* [What the exercise asks] Locate each line in the records below that includes the word "after", and copy those lines out in full.

Input for this task Block Start

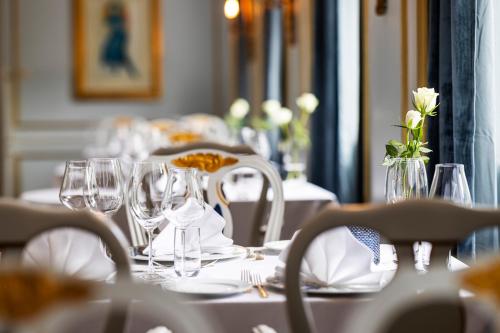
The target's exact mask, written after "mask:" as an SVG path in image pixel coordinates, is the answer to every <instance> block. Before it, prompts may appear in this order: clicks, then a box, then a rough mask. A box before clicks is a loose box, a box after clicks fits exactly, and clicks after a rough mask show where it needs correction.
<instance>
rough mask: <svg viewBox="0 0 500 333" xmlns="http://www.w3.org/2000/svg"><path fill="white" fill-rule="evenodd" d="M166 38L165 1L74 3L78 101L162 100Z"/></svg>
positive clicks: (76, 71)
mask: <svg viewBox="0 0 500 333" xmlns="http://www.w3.org/2000/svg"><path fill="white" fill-rule="evenodd" d="M161 36H162V26H161V8H160V1H159V0H106V1H103V0H73V76H74V78H73V79H74V95H75V98H77V99H101V100H103V99H104V100H106V99H107V100H153V99H156V98H158V97H160V96H161V94H162V37H161Z"/></svg>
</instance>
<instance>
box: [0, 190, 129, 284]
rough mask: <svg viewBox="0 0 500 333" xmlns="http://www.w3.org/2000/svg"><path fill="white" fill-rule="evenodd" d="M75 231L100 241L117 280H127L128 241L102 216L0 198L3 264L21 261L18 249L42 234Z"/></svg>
mask: <svg viewBox="0 0 500 333" xmlns="http://www.w3.org/2000/svg"><path fill="white" fill-rule="evenodd" d="M60 228H76V229H81V230H83V231H87V232H90V233H92V234H95V235H97V236H99V237H100V238H101V240H102V241H103V243H104V244H105V245H106V247H107V250H108V251H109V254H110V256H111V257H112V259H113V261H114V262H115V265H116V278H117V280H119V279H129V278H130V262H129V258H128V255H127V252H126V249H127V247H128V245H127V240H126V238H125V236H124V235H123V233H122V232H121V230H120V229H119V228H118V227H117V226H115V225H114V224H113V223H109V222H108V221H106V219H105V218H104V217H101V216H98V215H96V214H92V213H90V212H88V211H76V212H75V211H70V210H67V209H64V208H59V207H49V206H32V205H29V204H27V203H23V202H21V201H19V200H13V199H0V248H1V252H2V260H1V262H2V263H6V262H7V263H12V262H13V261H20V259H21V251H20V250H21V249H22V248H24V247H25V246H26V245H27V244H28V243H29V241H30V240H32V239H33V238H34V237H35V236H37V235H40V234H42V233H43V232H45V231H51V230H55V229H60Z"/></svg>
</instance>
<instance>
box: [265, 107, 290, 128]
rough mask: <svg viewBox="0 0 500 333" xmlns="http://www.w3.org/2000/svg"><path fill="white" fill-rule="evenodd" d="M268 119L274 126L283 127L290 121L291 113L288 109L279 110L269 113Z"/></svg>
mask: <svg viewBox="0 0 500 333" xmlns="http://www.w3.org/2000/svg"><path fill="white" fill-rule="evenodd" d="M269 117H270V118H271V121H272V122H273V123H274V124H276V125H278V126H284V125H286V124H288V123H289V122H290V121H292V118H293V113H292V111H291V110H290V109H287V108H280V109H279V110H278V111H274V112H272V113H270V114H269Z"/></svg>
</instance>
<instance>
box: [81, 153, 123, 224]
mask: <svg viewBox="0 0 500 333" xmlns="http://www.w3.org/2000/svg"><path fill="white" fill-rule="evenodd" d="M85 184H86V186H85V188H84V199H85V204H86V206H87V207H88V208H90V209H91V210H92V211H94V212H100V213H103V214H105V215H107V216H110V215H112V214H114V213H116V212H117V211H118V209H119V208H120V207H121V205H122V204H123V180H122V172H121V168H120V162H119V161H118V159H116V158H92V159H89V160H88V161H87V169H86V173H85Z"/></svg>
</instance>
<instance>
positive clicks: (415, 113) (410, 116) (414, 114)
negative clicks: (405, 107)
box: [405, 110, 422, 129]
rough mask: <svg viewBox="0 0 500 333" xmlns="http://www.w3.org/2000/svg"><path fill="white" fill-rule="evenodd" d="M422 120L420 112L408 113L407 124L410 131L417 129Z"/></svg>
mask: <svg viewBox="0 0 500 333" xmlns="http://www.w3.org/2000/svg"><path fill="white" fill-rule="evenodd" d="M420 120H422V115H421V114H420V112H418V111H415V110H410V111H408V112H407V113H406V118H405V124H406V126H407V127H408V128H409V129H415V128H417V127H418V124H419V123H420Z"/></svg>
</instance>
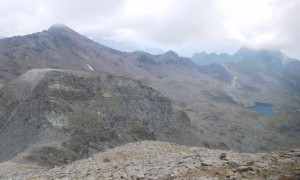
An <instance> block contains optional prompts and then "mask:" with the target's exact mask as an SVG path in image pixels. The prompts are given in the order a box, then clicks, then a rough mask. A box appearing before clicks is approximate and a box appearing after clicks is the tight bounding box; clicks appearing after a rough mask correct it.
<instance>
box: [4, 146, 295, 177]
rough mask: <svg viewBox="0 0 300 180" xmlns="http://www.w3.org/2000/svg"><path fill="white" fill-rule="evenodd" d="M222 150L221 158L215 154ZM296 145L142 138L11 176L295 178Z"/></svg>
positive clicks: (72, 176) (51, 176) (10, 173)
mask: <svg viewBox="0 0 300 180" xmlns="http://www.w3.org/2000/svg"><path fill="white" fill-rule="evenodd" d="M224 154H226V157H227V158H226V159H220V155H221V156H222V157H223V156H224ZM299 160H300V150H299V149H298V150H297V149H295V150H291V151H281V152H272V153H268V154H265V153H264V154H249V153H236V152H233V151H222V150H211V149H206V148H198V147H186V146H179V145H176V144H170V143H163V142H157V141H156V142H155V141H142V142H137V143H131V144H127V145H125V146H121V147H117V148H114V149H110V150H108V151H106V152H103V153H100V154H96V155H94V156H93V157H91V158H89V159H85V160H80V161H77V162H74V163H72V164H69V165H67V166H63V167H57V168H54V169H50V170H43V169H39V170H29V171H25V172H18V173H10V174H6V175H3V176H2V177H3V178H11V179H18V178H19V179H22V178H24V179H210V180H211V179H213V180H219V179H224V180H233V179H236V180H238V179H258V180H260V179H295V180H297V179H299V178H300V166H299V165H300V164H299Z"/></svg>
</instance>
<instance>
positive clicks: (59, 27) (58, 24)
mask: <svg viewBox="0 0 300 180" xmlns="http://www.w3.org/2000/svg"><path fill="white" fill-rule="evenodd" d="M48 32H49V33H51V34H54V35H66V34H74V33H75V34H78V33H77V32H75V31H74V30H72V29H71V28H69V27H68V26H66V25H64V24H59V23H58V24H54V25H52V26H51V27H50V28H49V29H48Z"/></svg>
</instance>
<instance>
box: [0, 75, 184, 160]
mask: <svg viewBox="0 0 300 180" xmlns="http://www.w3.org/2000/svg"><path fill="white" fill-rule="evenodd" d="M16 89H18V90H16ZM0 95H1V96H0V112H1V116H0V142H1V146H0V147H1V148H0V161H1V162H3V161H6V160H9V159H10V158H12V157H14V156H15V155H17V154H18V156H17V159H18V160H19V161H22V162H33V163H39V164H40V165H46V166H49V165H50V166H53V165H59V164H64V163H69V162H71V161H74V160H77V159H81V158H83V157H88V156H89V155H91V154H93V153H95V152H99V151H102V150H104V149H105V148H110V147H115V146H117V145H120V144H124V143H128V142H134V141H137V140H144V139H150V140H155V139H157V140H168V141H177V137H178V136H181V135H182V134H183V133H184V135H185V136H186V135H188V134H189V133H188V132H189V130H188V129H189V126H190V120H189V118H188V116H187V115H186V114H185V113H184V112H182V111H178V110H175V109H174V108H172V105H171V101H170V100H169V99H168V98H166V97H164V96H163V95H161V94H160V93H159V92H157V91H155V90H153V89H151V88H148V87H146V86H144V85H142V84H141V83H140V82H138V81H135V80H132V79H128V78H124V77H115V76H107V75H97V74H92V73H88V72H80V71H77V72H75V71H66V70H30V71H29V72H27V73H25V74H23V75H22V76H20V77H19V78H17V79H15V80H13V81H12V82H10V83H8V84H7V85H5V86H4V87H3V89H2V90H1V91H0ZM182 143H183V142H182Z"/></svg>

Input for this task Block End

* [Expected output]
The target's exact mask, written after "mask:" as an SVG path in image pixel coordinates, is the answer to every <instance> block. Before it, prompts may appear in this order: clicks, then a box, then a rough mask. A box before clicks is a loose box, a box after clicks fits exactly, and clicks after a rough mask show where it needs correction.
An <instance> block contains optional prompts and then "mask:" with the target's exact mask as an SVG path in image pixels. The prompts are given in the order a box, then clicks, then a rough mask. A box appearing before clicks is approximate and a box appearing after clicks is the tight bounding box; clicks appearing after a rough mask correct it.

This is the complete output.